■ **Task brief**
The required output is the line that contains "target | parked car" plus every line after it in the listing below, copied exactly as it appears.

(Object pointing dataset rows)
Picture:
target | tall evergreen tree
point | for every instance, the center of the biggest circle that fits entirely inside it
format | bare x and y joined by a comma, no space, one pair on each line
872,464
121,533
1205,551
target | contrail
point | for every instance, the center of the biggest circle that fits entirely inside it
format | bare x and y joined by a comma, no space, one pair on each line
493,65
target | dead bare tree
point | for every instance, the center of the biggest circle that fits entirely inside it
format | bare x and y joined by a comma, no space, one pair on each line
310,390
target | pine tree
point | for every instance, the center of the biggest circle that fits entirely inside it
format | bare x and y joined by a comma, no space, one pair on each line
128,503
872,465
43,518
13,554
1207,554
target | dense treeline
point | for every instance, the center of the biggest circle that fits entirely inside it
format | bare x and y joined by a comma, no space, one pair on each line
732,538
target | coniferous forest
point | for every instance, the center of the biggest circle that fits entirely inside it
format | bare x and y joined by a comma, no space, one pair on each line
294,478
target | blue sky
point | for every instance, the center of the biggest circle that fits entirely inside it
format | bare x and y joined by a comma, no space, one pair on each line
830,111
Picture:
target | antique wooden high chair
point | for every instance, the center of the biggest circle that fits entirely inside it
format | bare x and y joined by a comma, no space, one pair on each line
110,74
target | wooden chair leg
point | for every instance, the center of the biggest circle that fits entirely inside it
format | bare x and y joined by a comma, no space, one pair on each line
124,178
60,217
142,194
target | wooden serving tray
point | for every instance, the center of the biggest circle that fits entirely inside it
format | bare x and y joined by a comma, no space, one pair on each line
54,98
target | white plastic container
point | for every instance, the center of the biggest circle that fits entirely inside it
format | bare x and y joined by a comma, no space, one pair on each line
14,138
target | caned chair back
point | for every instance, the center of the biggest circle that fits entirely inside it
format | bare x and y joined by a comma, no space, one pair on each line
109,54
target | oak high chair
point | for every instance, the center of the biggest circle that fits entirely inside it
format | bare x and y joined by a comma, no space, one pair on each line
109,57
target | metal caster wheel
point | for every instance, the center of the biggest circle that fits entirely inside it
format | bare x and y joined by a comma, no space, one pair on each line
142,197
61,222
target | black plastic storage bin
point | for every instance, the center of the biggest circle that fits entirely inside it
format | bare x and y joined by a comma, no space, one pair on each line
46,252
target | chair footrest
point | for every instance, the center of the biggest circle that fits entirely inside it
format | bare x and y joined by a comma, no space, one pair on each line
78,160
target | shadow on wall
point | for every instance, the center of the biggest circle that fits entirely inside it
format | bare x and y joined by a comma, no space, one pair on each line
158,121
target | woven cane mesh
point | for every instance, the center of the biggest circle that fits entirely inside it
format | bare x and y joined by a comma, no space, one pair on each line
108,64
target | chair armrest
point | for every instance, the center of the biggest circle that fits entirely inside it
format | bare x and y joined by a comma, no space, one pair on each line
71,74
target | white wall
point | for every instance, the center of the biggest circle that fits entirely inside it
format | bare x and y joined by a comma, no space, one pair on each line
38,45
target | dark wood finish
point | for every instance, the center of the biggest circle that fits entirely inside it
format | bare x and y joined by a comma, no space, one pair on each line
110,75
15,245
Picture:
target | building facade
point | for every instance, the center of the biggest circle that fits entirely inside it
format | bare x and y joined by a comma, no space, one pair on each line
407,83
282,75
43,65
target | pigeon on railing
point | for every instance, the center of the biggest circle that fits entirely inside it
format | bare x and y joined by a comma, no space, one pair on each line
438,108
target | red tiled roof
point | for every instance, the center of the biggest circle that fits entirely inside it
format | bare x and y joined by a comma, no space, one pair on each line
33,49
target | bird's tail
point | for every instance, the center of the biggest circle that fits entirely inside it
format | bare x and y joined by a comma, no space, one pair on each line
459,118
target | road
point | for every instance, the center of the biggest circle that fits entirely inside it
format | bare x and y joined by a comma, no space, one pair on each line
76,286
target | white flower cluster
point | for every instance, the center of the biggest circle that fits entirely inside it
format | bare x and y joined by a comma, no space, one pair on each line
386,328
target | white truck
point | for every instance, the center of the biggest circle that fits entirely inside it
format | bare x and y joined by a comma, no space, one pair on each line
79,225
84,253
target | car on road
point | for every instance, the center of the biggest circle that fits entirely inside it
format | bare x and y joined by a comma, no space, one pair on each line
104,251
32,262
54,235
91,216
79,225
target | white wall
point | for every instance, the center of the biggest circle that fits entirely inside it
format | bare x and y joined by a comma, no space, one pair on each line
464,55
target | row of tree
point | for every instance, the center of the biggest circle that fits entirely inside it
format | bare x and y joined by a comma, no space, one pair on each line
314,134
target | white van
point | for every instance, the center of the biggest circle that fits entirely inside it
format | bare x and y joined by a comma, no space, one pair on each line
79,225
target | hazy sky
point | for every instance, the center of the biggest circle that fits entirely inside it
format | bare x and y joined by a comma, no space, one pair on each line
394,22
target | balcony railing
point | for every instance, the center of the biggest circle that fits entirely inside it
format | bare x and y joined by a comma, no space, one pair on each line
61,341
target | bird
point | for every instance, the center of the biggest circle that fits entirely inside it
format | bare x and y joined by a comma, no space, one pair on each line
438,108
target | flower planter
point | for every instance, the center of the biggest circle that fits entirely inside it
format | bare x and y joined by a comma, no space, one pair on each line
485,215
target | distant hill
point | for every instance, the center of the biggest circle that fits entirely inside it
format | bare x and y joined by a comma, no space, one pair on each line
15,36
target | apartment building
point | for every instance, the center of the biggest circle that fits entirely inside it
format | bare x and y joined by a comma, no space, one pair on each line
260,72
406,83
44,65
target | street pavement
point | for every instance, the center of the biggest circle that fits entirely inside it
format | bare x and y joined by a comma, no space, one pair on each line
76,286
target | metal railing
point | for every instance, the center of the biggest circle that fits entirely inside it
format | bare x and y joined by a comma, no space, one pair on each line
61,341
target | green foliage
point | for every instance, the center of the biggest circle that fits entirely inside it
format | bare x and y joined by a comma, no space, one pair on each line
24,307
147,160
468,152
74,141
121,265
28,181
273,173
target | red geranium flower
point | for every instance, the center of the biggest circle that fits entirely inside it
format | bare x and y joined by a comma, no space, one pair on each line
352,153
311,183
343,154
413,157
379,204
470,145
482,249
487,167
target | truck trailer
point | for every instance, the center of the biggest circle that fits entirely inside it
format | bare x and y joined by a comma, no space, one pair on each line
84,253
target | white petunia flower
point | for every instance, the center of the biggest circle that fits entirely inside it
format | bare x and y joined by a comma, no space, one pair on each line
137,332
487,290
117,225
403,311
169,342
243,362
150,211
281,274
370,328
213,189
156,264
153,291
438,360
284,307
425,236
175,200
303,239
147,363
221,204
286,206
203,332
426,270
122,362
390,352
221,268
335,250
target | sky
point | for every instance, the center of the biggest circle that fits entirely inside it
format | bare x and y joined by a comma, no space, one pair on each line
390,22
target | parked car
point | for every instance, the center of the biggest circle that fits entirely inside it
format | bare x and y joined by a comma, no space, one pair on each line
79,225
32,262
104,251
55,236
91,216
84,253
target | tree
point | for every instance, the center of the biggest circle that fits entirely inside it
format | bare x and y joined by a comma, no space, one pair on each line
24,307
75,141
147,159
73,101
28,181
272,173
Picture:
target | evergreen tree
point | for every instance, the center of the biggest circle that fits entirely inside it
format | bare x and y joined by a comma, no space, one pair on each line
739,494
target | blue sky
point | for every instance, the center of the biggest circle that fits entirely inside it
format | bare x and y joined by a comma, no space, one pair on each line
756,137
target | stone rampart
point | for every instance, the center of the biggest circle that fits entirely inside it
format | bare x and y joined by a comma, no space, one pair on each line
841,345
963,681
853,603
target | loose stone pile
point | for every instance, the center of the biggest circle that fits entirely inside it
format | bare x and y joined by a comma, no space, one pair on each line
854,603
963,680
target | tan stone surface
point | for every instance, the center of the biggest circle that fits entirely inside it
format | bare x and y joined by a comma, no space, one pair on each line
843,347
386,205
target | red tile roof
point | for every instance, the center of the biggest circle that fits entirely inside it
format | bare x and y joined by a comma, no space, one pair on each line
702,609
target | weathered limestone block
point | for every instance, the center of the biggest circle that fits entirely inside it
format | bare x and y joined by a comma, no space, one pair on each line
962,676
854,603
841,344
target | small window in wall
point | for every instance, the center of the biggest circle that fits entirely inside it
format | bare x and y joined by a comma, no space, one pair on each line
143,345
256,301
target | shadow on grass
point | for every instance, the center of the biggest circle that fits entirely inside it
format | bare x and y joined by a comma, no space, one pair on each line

■ **Result of the exercise**
target | parked car
point | for every instance, the center of the biggest circle that fits entirely inside it
format | bare x and y joined by a comma, no space, one pair on each line
79,225
32,262
104,251
55,236
91,216
84,253
target | tree
point | for every instance, the center of the biggest circle that fits entirely inside it
format | bare x and y joined by a comma, no space, one pair on each line
24,307
75,141
147,159
73,101
28,181
272,173
Picture:
target | evergreen tree
point | for every instance, the center of the biggest circle that fits entirely inside it
format | bare x and y joined by a comma, no space, one pair on each line
739,494
target | blue sky
point | for every instance, the center of the biggest circle that fits entirely inside it
format | bare x and y joined by a comma, no space, one pair on each line
756,137
target | stone rampart
point | for every instance, the center of the biggest circle that fits entirely inside it
format | bare x and y joined by a comma, no space, one pair on each line
841,345
963,681
853,603
target | loose stone pile
point | for every instance, the center of the biggest circle that fits entirely inside it
format | bare x and y joined by a comma, no space, one pair on each line
854,603
963,680
target | tan stone surface
point | for every instance, the center of the biggest circle that fits entirely inside it
format | bare x and y joined by a comma, no space, one pair on each line
843,347
386,205
target | red tile roof
point | for every instance, the center of the biggest circle that fits entirely inside it
format | bare x and y joined by a comma, no space, one pair on each line
702,609
target | weathered limestone block
point | for every instance, the center of the biggest circle that fits entirely inside it
format | bare x and y joined by a comma, no space, one pair on each line
962,676
854,603
841,344
target | small window in wall
point | for every instance, the center of the biggest circle that fits entirely inside it
format | bare x and y joined by a comma, no space, one pair on each line
143,345
256,301
target | shadow on grass
point | for every instance, the center of the biggest circle that fits entirely inside it
format | bare x and y joined by a comma, no space, one pair on each line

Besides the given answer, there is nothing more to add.